---------- Selected excerpt ----------

The accompanying notes are an integral part of the consolidated financial
statements.
- --------------------------------------------------------------------------------
                                        5
<PAGE>


NOTES TO UNAUDITED CONSOLIDATED FINANCIAL STATEMENTS

1.       BASIS OF PRESENTATION

         The unaudited consolidated financial statements for the three-month
         periods ended March 31, 2000 and 1999, reflect, in the opinion of
         management of ITI Technologies, Inc. (the "Company"), all normal,
         recurring adjustments necessary for a fair statement of the results of
         operations for the interim periods. The results of operations for any
         interim period are not necessarily indicative of results for the full
         year. The consolidated balance sheet data as of December 31, 1999, was
         derived from audited consolidated financial statements but does not
         include all disclosures required by generally accepted accounting
         principles. The unaudited consolidated financial statements should be
         read in conjunction with the consolidated financial statements and
         notes thereto included in the Company's Annual Report on Form 10-K for
         the year ended December 31, 1999.

         The unaudited consolidated financial statements include the accounts of
         the Company and its wholly owned subsidiaries. All significant
         intercompany accounts and transactions have been eliminated.

2.       PROPOSED MERGER

         On September 28, 1999, the Company entered into a definitive agreement
         to merge with SLC Technologies, Inc. ("SLC"). SLC, headquartered in
         Portland, Oregon, is a global integrated communications technology
         company with products for commercial security, fire protection, CCTV,
         electronic access control and fiber optic communication systems.

         The transaction, which will be treated as a purchase of the Company by
         SLC for accounting purposes, is structured as a stock-for-stock merger
         of SLC into the Company, with the Company issuing approximately 15.2
         million shares to SLC. In addition, the Company's stockholders will
         have the right to elect to receive from the newly merged company $36.50
         in cash at closing for each share of the Company's common stock,
         subject to the limitation that no more than 50% of the total number of
         shares of the Company's common stock issued and outstanding immediately
         prior to the closing be exchanged for cash. As a result of the
         transaction, SLC stockholders will have an approximate 63.5% ownership
         position in the new company on an equivalent share basis calculated
         under the treasury stock method without giving effect to the cash
         election. Assuming that 50% of the Company's outstanding common stock
         outstanding immediately prior to the closing is exchanged for cash, SLC
         stockholder's percentage of ownership would increase to approximately
         78%. The merger has been approved by the Board of Directors of both
         companies and is subject to approval by the Company's shareholders. A
         special stockholders meeting to consider and vote upon a proposal to
         approve the merger is scheduled for May 2, 2000.

----------

* **Given task a**
Convert the listing, everything from the line containing "Mark a point on each instance of the t-shirt" down through the last line of the listing, into a two-column CSV with columns named instruction and coordinates. Give one row for each instruction, paired with the coordinates given for it, and put each value in a single quoted field with line breaks replaced by spaces.
The listing that comes next has nothing to do with the financial statement notes.

---------- Material ----------

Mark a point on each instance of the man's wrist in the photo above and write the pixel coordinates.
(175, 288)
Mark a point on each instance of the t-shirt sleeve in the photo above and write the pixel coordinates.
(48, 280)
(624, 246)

----------

* **Given task b**
Carry on the financial statement notes, beginning after their last sentence.

* **Exercise result a**
instruction,coordinates
"Mark a point on each instance of the t-shirt sleeve in the photo above and write the pixel coordinates.","(48, 280) (624, 246)"

* **Exercise result b**
- --------------------------------------------------------------------------------
                                        6
<PAGE>


3.       NOTES RECEIVABLE - DEALER FINANCING

         The Company provides extended payment terms on product sales and other
         financing to qualified dealers in the form of notes receivable. This
         dealer financing is generally accomplished through the exchange of the
         dealer customer trade account receivable for a secured note receivable.
         These notes receivable are secured by a perfected security interest in
         the dealers' monitoring contracts that have value in excess of the
         underlying note receivable, as well as other collateral considerations.
         All notes are issued at market interest rates adjusted for credit and
         credit enhancements with varied repayment terms of between 9 and 72
         months. The company accrues interest monthly and periodically reviews
         the carrying value of these notes receivable for non-collectibility and
         establishes appropriate allowances when necessary. Activity that
         relates to loans to dealers that finance the cost of equipment are
         treated as cash flows from operations in the accompanying consolidated
         statement of cash flows. Activity related to loans to dealers to
         purchase account portfolios in an effort to expand their business and
         other costs of the dealer are treated as investing activities in the
         accompanying consolidated statement of cash flows.

         As of March 31, 2000, and December 31, 1999, one customer participating
         in the Company's dealer financing program had a note receivable balance
         due to the Company of $10.4 million and $10.7 million, respectively.

4.       EARNINGS PER SHARE

         The difference in the weighted average shares outstanding for
         calculating basic and diluted earnings per share is attributable to the
         assumed exercise of stock options under the Company's Stock Option
         Incentive Plan.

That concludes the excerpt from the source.